#### Supplied data:
<<<<

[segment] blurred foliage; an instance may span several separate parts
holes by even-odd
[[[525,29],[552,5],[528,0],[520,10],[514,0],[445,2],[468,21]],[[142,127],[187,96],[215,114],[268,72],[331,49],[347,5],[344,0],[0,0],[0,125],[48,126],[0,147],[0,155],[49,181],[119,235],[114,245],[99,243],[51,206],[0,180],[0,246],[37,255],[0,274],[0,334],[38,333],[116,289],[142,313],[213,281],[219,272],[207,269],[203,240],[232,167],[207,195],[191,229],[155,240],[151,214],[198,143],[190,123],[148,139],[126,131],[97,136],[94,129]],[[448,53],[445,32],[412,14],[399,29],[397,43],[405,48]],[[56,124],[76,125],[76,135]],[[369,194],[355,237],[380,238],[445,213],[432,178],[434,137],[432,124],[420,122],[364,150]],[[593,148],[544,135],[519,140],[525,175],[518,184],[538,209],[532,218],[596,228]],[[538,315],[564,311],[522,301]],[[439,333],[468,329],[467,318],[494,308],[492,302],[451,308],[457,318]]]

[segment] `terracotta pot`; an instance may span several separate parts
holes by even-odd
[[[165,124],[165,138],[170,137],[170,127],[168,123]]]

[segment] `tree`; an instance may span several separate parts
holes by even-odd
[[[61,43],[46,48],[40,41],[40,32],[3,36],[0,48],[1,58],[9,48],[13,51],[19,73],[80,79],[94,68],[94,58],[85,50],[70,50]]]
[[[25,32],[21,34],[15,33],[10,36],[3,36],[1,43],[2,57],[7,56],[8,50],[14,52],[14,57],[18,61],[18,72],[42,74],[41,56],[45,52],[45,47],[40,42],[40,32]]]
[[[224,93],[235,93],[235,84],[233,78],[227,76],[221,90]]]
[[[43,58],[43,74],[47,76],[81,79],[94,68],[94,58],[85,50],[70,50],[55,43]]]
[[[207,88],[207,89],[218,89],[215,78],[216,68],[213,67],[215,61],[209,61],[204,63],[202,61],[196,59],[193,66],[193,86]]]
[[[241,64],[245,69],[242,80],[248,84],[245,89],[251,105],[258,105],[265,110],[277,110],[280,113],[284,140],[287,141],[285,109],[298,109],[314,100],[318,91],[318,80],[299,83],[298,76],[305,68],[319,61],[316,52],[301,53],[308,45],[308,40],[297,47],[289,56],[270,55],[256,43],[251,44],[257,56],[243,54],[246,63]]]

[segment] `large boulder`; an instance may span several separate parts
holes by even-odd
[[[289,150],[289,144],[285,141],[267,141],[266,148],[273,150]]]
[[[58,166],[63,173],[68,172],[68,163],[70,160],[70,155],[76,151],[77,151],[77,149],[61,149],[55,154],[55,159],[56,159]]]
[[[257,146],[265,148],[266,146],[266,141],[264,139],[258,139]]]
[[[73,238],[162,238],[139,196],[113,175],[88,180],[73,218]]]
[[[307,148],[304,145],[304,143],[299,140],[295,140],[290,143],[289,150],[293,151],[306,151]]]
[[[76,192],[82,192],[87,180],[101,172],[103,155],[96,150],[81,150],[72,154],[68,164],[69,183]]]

>>>>

#### Aim:
How many lines of the listing above contain the string "span"? Reply with the number only.

#### Exercise output:
4